*WHAT YOU WILL DO:* Repeat every item below word for word, with no changes.

[start of SUPPLIED DATA]

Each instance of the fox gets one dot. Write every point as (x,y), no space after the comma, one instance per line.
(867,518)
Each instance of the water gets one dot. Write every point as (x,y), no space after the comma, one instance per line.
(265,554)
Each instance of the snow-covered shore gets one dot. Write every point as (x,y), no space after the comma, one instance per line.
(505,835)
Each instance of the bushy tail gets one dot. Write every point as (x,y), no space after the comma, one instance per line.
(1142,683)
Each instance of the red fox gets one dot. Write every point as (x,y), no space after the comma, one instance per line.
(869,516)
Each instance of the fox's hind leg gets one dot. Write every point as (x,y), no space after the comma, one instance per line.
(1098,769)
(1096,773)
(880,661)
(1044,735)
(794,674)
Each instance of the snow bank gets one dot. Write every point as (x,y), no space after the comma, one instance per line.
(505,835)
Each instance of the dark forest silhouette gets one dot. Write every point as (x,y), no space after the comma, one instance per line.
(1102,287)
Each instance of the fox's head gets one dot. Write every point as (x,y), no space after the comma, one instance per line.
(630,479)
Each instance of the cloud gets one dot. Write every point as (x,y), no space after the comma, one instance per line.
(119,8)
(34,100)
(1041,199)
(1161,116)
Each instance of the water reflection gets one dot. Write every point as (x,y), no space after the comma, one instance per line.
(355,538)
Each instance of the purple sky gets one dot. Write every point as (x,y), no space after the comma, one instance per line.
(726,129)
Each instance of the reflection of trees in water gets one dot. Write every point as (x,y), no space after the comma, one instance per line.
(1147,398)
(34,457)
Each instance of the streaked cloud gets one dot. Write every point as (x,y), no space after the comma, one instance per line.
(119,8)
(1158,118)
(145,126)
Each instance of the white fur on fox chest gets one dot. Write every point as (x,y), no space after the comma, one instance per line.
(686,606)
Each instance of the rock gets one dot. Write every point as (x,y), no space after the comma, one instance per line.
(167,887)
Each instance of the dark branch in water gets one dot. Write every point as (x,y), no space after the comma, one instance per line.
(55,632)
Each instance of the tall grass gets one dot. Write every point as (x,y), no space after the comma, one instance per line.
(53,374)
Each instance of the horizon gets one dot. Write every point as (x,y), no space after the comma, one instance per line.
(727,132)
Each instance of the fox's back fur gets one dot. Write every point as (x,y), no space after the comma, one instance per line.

[end of SUPPLIED DATA]

*SOLUTION TO THIS TASK:*
Each instance of the fox gets one dot. Write every point as (x,y), no space after the comma, one instance per line.
(867,518)
Each instance of the water gets one dot. Write every point as (x,y), no space after the comma, one instance per line.
(265,554)
Each instance of the snow-covered shore gets one dot. Write every point as (x,y), no space after the comma, one instance per line.
(505,835)
Each instance of the bushy tail gets one dot. Write every point as (x,y), no space after the comma, one instance per line.
(1142,683)
Each instance of the red fox gets one dot. Write every point as (x,y), no space after the comma, one instance per line.
(869,516)
Each instance of the fox's hind leg gets one dot. Write every point as (x,y), no space after the comma, one instance per line.
(1098,769)
(1096,773)
(880,661)
(1044,735)
(794,674)
Each instance of the snow bank gets one dot. Write every point as (x,y), no space after the comma, one instance per line.
(505,835)
Each instance of the dark forest silhouette gets one dot. Write every point as (x,y), no space after the comma, one instance per line.
(1102,287)
Each instance of the fox's head gets one dot. Write every point as (x,y), no space after the comma, one instance per line.
(630,479)
Each instance of the cloud gets one dot. Write every point as (x,y), no space after the comma, one instance per line.
(119,8)
(34,100)
(1041,199)
(1161,116)
Each instance of the water reflection gets one dot. Write every point as (x,y), no space after the comma, one instance per line.
(355,538)
Each instance of the purple sky gets one dot. Write every point as (x,y), no space after the comma, one instance per line.
(726,129)
Each instance of the reflection of trees in water gets one dot. Write every point as (x,y), no space after the comma, one instance per line.
(1147,398)
(34,457)
Each instance of the streaked cloud gets one dot. Write every point as (x,y), no space after the comma, one instance per line.
(119,8)
(1158,118)
(145,126)
Each instance of the white fur on fox chest gets one dot. Write every point as (x,y), no space after the comma, one instance per line.
(686,606)
Each instance of the rock gets one dot. Write every point as (x,y), no space after the comma, one instance per line.
(167,887)
Each instance of the dark branch in water gets one dot. Write every point as (x,y), no space after the comma, one instance per line.
(55,632)
Each instance of the tall grass gets one dot. Write every point as (x,y), no space after the comma, one instance per line.
(53,374)
Each instance of the horizon gets one dot. Write every point as (x,y), no space after the comma, one instance per line.
(727,132)
Each instance of the fox's back fur gets one dot. Write every point as (x,y), no space after the comma, one instance per line.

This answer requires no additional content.